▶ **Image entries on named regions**
--------

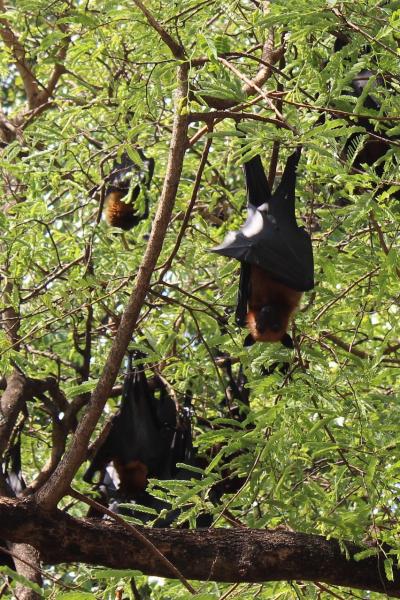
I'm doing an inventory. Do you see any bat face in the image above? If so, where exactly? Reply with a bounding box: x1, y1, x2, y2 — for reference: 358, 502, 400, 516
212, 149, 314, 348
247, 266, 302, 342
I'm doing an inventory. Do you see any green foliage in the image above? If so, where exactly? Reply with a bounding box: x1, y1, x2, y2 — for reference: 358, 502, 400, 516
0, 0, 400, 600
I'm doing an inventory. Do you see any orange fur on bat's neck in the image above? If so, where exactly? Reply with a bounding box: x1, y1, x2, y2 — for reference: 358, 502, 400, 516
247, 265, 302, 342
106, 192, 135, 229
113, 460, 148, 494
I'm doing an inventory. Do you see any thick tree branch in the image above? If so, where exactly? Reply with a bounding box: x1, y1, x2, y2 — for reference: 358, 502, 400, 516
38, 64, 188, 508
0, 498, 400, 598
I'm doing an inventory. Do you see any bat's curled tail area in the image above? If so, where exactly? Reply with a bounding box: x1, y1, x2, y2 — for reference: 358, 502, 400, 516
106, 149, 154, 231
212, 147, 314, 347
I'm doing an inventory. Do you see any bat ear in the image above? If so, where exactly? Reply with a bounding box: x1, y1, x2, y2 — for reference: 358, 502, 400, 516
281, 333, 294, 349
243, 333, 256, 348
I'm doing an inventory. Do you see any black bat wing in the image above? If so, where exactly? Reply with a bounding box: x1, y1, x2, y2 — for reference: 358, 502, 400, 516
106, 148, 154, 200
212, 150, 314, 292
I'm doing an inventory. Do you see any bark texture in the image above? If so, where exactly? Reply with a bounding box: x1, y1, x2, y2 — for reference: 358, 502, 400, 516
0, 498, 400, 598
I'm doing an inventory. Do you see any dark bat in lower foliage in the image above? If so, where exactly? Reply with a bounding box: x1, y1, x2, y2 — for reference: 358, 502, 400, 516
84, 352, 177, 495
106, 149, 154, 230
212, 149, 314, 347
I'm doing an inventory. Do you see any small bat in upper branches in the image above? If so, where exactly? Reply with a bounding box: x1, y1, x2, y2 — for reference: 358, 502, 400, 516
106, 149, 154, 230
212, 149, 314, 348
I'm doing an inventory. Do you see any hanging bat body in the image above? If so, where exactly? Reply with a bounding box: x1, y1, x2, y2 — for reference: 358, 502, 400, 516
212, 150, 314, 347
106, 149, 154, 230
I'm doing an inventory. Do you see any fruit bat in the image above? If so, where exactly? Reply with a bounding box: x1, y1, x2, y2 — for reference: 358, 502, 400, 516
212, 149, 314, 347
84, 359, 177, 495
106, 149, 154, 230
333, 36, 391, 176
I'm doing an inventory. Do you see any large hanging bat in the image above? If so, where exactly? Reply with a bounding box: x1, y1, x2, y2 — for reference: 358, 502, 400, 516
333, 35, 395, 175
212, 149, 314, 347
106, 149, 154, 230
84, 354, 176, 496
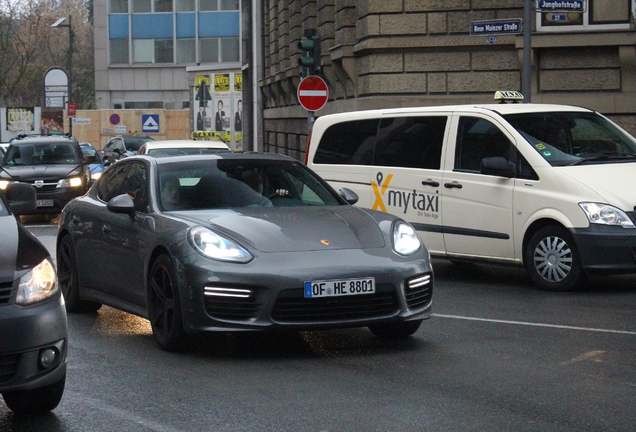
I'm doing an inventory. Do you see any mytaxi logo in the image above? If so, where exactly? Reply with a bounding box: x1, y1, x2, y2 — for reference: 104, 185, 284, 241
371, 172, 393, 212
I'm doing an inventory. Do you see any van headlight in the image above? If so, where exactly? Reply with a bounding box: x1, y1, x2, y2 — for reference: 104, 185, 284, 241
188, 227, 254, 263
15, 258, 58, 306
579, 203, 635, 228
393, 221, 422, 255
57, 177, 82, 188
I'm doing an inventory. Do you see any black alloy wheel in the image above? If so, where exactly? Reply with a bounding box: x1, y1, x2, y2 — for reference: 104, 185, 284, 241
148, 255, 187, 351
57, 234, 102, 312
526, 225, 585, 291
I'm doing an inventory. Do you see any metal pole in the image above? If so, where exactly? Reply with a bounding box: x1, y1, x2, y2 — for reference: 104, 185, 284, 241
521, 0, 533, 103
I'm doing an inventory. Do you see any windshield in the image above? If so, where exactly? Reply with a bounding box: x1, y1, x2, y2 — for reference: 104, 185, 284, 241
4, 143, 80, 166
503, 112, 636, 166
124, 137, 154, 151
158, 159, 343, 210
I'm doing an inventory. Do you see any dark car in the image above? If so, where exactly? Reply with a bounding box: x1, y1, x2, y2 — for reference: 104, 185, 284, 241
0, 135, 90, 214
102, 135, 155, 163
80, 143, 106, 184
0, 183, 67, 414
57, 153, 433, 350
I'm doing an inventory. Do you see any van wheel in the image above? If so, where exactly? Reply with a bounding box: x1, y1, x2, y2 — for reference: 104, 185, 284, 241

--------

▶ **What is asked**
Retype every one of the records above word for word, leaving out the pictures.

▶ **Result of the task**
I'm doing an inventory. Do you see any bat face in the image above? If so, where exactly? Reply with a bounding box: x1, y1, x2, y2 — for reference: 358, 502, 400, 516
212, 149, 314, 348
247, 266, 302, 342
I'm doing an inventory. Do you see any green foliage in the image above? If so, where exactly? Reply with a bounding box: x1, y1, x2, y2 — for reference: 358, 502, 400, 516
0, 0, 400, 600
I'm doing an inventory. Do you see any orange fur on bat's neck in the image above? If so, where exactly? Reply with a bounding box: x1, y1, x2, y2 — for reference: 358, 502, 400, 516
247, 265, 302, 342
106, 192, 135, 229
113, 460, 148, 494
I'm doing an inventory. Do you see any thick tree branch in the image above? If so, where exactly? Reply with a bounding box: x1, y1, x2, y2 — for reference: 358, 502, 400, 516
38, 64, 188, 508
0, 498, 400, 598
I'm doing an inventory. Do you see any bat's curled tail area in the image above? If so, where exactly? Reply with a bounding box: x1, y1, x2, y2 — for reference: 358, 502, 400, 516
106, 149, 154, 231
212, 147, 314, 347
I'm doing an inventory. Do you see any bat ear in the image above? If so, where exactly? Reply with a bounding box: x1, y1, x2, y2 — for reference: 358, 502, 400, 516
281, 333, 294, 349
243, 333, 256, 348
I'm doing an inventory. Do you see any black bat wing in the image above? If so, where exactly? Reply with a bounding box: x1, y1, x2, y2 — for reference: 358, 502, 400, 516
106, 148, 154, 200
212, 150, 314, 292
I'm doing an inventory. Do you see any bark texture in the image above? If so, where exactly? Reply with a bounding box: x1, y1, x2, y2 — for reference: 358, 502, 400, 516
0, 498, 400, 598
I'm doing an inventory. Do you see any dark bat in lower foliage in the image above? If so, where exactly? Reply with a bounding box: x1, y1, x2, y2 — for reference: 358, 502, 400, 516
84, 352, 177, 495
106, 149, 154, 230
212, 149, 314, 347
I'm doing an inventory. Do you see any small bat in upper branches in the image above? If so, where exactly? Reply with a bounding box: x1, y1, x2, y2 — for reference: 358, 502, 400, 516
106, 149, 154, 230
212, 149, 314, 348
I'm doing an inventory. Do you see any hanging bat body in the image above? If so, where exactly? Reply with a bounding box: x1, y1, x2, y2 — for reference: 358, 502, 400, 516
212, 150, 314, 347
106, 149, 154, 230
I'm doing an inventory. Do you see any fruit bat in the image above? If so, where exactly? Reply with a bounding box: x1, y1, x2, y2 — for reference: 358, 502, 400, 516
212, 149, 314, 347
84, 359, 177, 495
106, 149, 154, 230
333, 36, 391, 176
I'm doing an inventory. Do you see any large hanging bat in the image above? If so, where exactly? Reply with a bounding box: x1, y1, x2, y2 — for reference: 358, 502, 400, 516
333, 35, 395, 175
212, 149, 314, 347
106, 149, 154, 230
84, 354, 176, 496
I'm doing an inventory. Do you see any mytaxi logo in the image above? If so, where exactly? Reply with a bounding box: x1, y1, x2, y2 — for reference: 104, 185, 284, 241
371, 172, 393, 212
I'm doing an inventory. Do you see any van headlight in the image above? If so, where exactly? Reply with a bounding box: x1, y1, x2, y2 — for reference: 104, 185, 284, 241
188, 227, 254, 263
15, 258, 58, 306
579, 203, 635, 228
393, 221, 422, 255
57, 177, 82, 188
I'm doing an inventory. Do you see any black alloy wheel in the image above? If so, where exactly? Reply with a bounding box: x1, y1, x2, y2 — for reference: 104, 185, 284, 241
148, 255, 187, 351
57, 234, 102, 312
526, 225, 585, 291
I'm doing an inventory. Do you see any metal pole in the image above? If so, where exactly? Reply with a bounding box: x1, y1, x2, y2 — for reference: 104, 185, 284, 241
521, 0, 533, 103
I'm doing an inventory. Do you see any windshield in the image above? If so, where exactly? Reply with a bounding box: x1, y1, x2, y2 — for reference: 104, 185, 284, 241
4, 143, 80, 166
503, 112, 636, 166
124, 137, 154, 151
158, 159, 343, 210
I'm doing an inventory. Do you see any dark car in the image above? If so, where exactly? Reply with a bounding box: x1, y1, x2, y2 — for reference: 104, 185, 284, 241
0, 135, 90, 214
102, 135, 155, 163
80, 143, 106, 184
0, 183, 67, 414
57, 153, 433, 350
I'm doing an inventory. Do you see any van wheel in the image above? If so, where exactly? Reply with a bounding box: x1, y1, x2, y2 — for reference: 104, 185, 284, 241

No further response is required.